* Source document:
◇ ◇ ◇ ◇ ◇ ◇ ◇

I was brought in to redesign the round to fly straight and to improve the safety of the fuzing and I designed the shaped charge armor-piercing round.
It carries a half ounce of A-5 explosive and has a three element bore-safe fuze now. The main success is its range and accuracy: we could hit a doorknob sized object from 50m off and it would blow the door lock out of the door when it hit, leaving a big fist-size hole. It was capable of hitting a man at 200m.
The armor-piercing round is capable of penetrating 1/2 inch of hardened armor plate, which makes a shotgun effective against most armored cars.
From the photos, it looks like they have redesigned the center section, so I am assuming that its flight characteristics are similar to what they were 15 years ago.
Nifty piece of gear - the only reason that it didn't make it into Iraq was that the navy engineer at Dahlgren wanted to be hired to design the fuzing system and when they didn't use him, he blocked safety approval for the navy. The army wanted 5,000 rounds for their safety approval tests and the company was too small to afford that many rounds for testing.

◇ ◇ ◇ ◇ ◇ ◇ ◇

* Extracted data:
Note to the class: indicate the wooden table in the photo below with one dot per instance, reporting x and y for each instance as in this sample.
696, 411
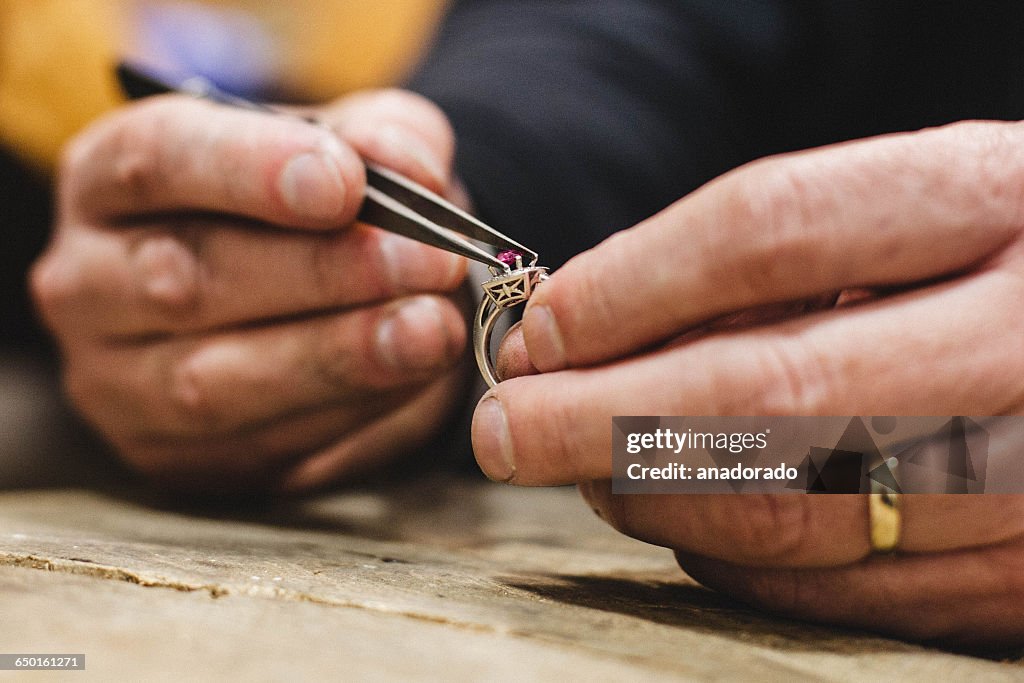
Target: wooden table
440, 579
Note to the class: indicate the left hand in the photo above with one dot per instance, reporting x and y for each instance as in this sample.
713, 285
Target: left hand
937, 219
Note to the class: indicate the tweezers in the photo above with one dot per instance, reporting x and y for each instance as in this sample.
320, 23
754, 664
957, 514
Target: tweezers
392, 202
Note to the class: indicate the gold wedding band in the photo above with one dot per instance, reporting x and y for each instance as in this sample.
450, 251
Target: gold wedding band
886, 519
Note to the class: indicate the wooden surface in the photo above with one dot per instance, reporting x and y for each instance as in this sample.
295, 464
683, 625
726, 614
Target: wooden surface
439, 581
436, 580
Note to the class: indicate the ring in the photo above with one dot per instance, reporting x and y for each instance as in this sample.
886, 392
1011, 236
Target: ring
503, 292
885, 516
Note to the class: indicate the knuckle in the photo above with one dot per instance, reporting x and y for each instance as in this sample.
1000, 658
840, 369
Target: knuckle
795, 378
773, 205
193, 398
773, 528
354, 246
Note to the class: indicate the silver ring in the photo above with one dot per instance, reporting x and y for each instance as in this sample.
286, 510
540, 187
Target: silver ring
503, 292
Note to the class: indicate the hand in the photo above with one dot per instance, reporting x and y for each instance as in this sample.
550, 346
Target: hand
933, 222
223, 323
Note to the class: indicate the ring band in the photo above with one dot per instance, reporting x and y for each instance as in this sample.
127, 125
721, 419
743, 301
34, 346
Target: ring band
503, 292
886, 519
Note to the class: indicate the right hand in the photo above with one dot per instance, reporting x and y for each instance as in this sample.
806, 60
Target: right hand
223, 323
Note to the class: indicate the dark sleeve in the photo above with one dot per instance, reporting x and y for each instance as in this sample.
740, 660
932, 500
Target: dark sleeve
25, 197
579, 118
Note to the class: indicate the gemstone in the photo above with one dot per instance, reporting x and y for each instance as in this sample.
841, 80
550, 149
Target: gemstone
509, 257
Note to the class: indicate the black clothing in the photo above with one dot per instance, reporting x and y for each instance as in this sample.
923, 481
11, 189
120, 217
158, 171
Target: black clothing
579, 118
26, 213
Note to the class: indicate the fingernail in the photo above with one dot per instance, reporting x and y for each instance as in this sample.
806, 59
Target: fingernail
168, 270
415, 337
312, 186
493, 441
400, 142
544, 340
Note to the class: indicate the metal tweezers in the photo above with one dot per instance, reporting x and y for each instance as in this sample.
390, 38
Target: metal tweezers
392, 202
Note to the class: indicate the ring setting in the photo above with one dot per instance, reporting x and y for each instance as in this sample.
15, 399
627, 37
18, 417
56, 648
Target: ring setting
506, 290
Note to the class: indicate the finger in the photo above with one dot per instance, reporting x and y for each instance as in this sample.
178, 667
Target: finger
891, 210
513, 360
219, 383
967, 598
172, 154
399, 130
203, 272
555, 428
399, 432
798, 530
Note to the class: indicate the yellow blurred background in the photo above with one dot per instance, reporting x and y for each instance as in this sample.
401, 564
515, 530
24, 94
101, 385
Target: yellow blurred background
56, 55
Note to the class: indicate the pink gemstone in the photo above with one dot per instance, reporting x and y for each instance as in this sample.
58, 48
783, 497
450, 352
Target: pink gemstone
509, 257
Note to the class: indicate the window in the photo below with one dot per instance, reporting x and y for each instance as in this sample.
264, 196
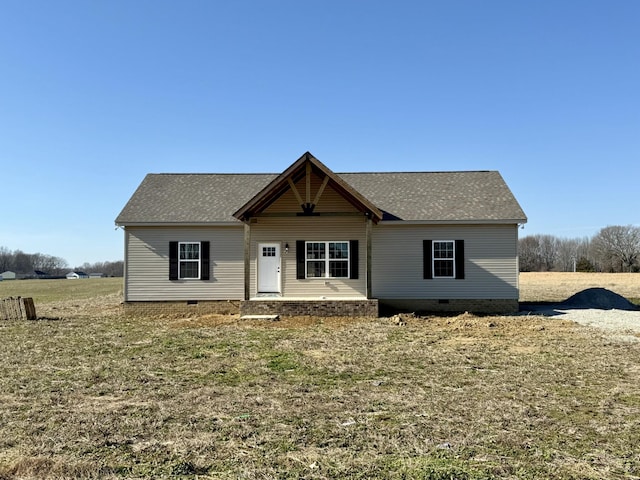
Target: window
189, 261
443, 258
327, 259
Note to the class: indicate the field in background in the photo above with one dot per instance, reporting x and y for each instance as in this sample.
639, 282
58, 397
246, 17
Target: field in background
534, 287
558, 286
88, 394
43, 291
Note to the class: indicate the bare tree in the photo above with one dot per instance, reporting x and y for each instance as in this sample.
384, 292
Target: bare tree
618, 247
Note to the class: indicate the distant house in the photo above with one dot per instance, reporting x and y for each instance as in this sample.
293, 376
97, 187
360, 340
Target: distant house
76, 275
312, 241
8, 275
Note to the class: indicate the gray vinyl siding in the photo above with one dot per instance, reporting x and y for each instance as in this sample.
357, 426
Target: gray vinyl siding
147, 268
491, 262
285, 230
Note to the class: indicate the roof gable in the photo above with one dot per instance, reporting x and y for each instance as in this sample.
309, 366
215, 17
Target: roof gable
438, 197
304, 167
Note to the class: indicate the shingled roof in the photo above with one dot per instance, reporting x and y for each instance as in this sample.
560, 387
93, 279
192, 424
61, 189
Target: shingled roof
201, 199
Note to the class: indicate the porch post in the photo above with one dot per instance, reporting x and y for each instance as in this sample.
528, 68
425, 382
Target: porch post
368, 229
247, 261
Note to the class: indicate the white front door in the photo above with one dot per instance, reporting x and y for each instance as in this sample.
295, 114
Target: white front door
269, 268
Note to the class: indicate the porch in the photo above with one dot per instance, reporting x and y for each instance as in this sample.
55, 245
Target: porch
321, 307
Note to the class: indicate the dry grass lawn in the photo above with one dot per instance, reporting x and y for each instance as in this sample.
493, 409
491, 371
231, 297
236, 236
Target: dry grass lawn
86, 393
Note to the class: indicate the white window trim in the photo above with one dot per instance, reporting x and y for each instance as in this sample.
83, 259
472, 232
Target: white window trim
434, 259
327, 259
198, 261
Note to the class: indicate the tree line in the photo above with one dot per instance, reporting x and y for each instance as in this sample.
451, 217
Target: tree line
613, 249
27, 264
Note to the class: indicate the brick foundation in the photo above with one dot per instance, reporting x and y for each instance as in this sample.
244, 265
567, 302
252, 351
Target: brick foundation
320, 308
181, 309
494, 306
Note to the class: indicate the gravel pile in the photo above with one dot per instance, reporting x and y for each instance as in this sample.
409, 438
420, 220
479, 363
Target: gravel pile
599, 298
599, 308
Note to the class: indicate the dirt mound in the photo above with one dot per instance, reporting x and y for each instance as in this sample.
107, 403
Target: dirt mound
599, 298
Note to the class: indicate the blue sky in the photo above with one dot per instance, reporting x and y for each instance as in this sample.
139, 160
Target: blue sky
96, 94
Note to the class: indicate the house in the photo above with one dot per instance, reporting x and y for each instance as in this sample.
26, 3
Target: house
76, 275
311, 241
8, 275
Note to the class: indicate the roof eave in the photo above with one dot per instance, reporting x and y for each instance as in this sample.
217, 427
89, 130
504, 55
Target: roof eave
505, 221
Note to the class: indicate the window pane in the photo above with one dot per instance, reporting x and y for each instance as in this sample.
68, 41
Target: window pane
442, 249
315, 269
188, 269
338, 269
189, 251
339, 250
443, 268
315, 250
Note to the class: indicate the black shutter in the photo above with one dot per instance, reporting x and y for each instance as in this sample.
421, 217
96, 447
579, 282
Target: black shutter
427, 253
173, 260
353, 259
300, 254
205, 264
459, 259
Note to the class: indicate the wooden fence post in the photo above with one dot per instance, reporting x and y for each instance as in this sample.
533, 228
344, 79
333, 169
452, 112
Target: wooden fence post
17, 308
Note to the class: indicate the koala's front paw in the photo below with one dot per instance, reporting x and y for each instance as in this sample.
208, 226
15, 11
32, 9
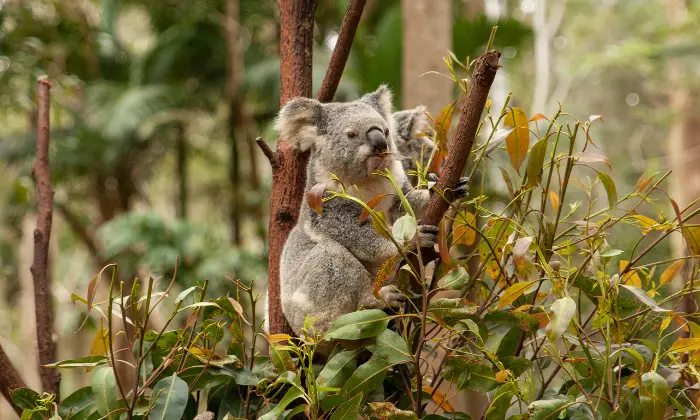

◇ ◇ ◇ ◇ ◇ ◇ ◇

Continue the account of redesigning the shotgun round, picking up right after its last sentence.

Would it be correct to assume arming took place after so many fin section rotations?
“I was brought in to redesign the round to fly straight and to improve the safety of the fuzing and I designed the shaped charge armor-piercing round.”
Please put me on your ping list
(or at least keep me off your enemies list ( : >)
Sounds good to me... the physics of creating a cartridge of that lethality, stability and accuracy is way beyond my kin. Yet again getting that all into such a small package less than 3.5 inches is fantastic.